> **Görev 1**:
Aşağıdaki metne göre (a) olayın 17 Ocak 2022'de Marmaris ilçesinde yaşandığı, (b) açıklamayı dört partinin ortaklaşa yaptığı ve (c) Süleyman Ekici'nin çocuklarına göre babalarının belediyeden izin aldığı ifadelerinin her biri için evet ya da hayır deyin ve kararı belirleyen sözleri metinden aynen aktarın.
> **Görev 2**:
Aşağıdaki metinde "Süleyman Ekici, Muğla’nın" sözleriyle başlayıp "Parti açıklama yaptı." sözleriyle biten bölümü hiçbir değişiklik yapmadan yeniden yazın.

== Çıkarılan metin ==

Yerinden edilince intihar eden esnaf için 5 partiden ortak açıklama
Muğla'da bir vatandaşın üzerine benzin dökerek kendini yakması üzerine ortak açıklama yapan partililer, yargı sürecinin takipçisi olacaklarını belirttiler.
Süleyman Ekici, Muğla’nın Marmaris ilçesinde, 17 Ocak 2022 tarihinde istiflediği mangal kömürü çuvallarının kaldırılmasını isteyen zabıta ekiplerine kızıp, üzerine benzin dökerek kendisini ateşe veren ve tedavi gördüğü hastanede hayatını kaybetti. Konuya ilişkin Halkların Demokratik Partisi (HDP), Sol Parti, Türkiye İşçi Partisi (TİP), Türkiye Komünist Partisi (TKP) ve Yeşil Sol Parti açıklama yaptı.
Ekinci'nin hayatını kaybettiği yerde açıklama yapan partililer, yargıya intikal edecek bu olayın takipçisi olacaklarını belirttiler.
Konuyla ilgili olarak Marmaris Belediyesi yaptığı açıklama hatırlatılarak, "Süleyman Ekici’nin belediyeye ait bir arsayı işgal ettiğini ve uyarılara rağmen arsayı boşaltmadığını söylediler. Basına yansıdığı ve kendilerinden de teyit edildiği üzere, Süleyman Ekici’nin çocukları, babalarının söz konusu arsayı bir şahıstan, bedelini ödeyerek ve sözleşme yaparak kiraladığını, belediyeden de izin aldığını, buna rağmen belediyenin arsayı boşaltması için Ekici’ye baskı yaptığını, belediyeyle görüşme taleplerinin geri çevrildiğini ve kömürlerini taşıması için süre istemesine rağmen bu talebinin de reddedildiğini söylediler" denildi.

===
== Çıkarılan kayıtlar ==

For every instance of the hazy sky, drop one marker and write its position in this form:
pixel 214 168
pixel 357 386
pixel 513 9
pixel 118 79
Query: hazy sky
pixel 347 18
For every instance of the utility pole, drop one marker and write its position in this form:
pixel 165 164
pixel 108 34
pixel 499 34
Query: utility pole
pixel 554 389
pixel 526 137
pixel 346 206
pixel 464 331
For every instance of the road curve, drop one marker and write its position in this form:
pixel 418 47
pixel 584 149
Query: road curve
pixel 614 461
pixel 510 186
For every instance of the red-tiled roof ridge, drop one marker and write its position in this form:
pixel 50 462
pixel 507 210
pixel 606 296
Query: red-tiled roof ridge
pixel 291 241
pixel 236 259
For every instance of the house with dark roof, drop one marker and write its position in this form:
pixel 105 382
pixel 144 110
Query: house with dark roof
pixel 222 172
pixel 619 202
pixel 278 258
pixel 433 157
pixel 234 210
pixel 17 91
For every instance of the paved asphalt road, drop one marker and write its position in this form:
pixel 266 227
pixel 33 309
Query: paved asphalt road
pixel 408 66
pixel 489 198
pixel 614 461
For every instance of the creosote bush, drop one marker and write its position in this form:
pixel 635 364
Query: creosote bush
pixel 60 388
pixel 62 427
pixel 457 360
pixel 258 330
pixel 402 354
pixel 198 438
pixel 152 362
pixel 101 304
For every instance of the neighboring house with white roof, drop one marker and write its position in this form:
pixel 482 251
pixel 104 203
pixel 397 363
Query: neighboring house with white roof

===

> **Yanıt 1**:
(a) Evet: "Muğla’nın Marmaris ilçesinde, 17 Ocak 2022 tarihinde"
(b) Hayır: "5 partiden ortak açıklama"
(c) Evet: "belediyeden de izin aldığını"

> **Yanıt 2**:
Süleyman Ekici, Muğla’nın Marmaris ilçesinde, 17 Ocak 2022 tarihinde istiflediği mangal kömürü çuvallarının kaldırılmasını isteyen zabıta ekiplerine kızıp, üzerine benzin dökerek kendisini ateşe veren ve tedavi gördüğü hastanede hayatını kaybetti. Konuya ilişkin Halkların Demokratik Partisi (HDP), Sol Parti, Türkiye İşçi Partisi (TİP), Türkiye Komünist Partisi (TKP) ve Yeşil Sol Parti açıklama yaptı.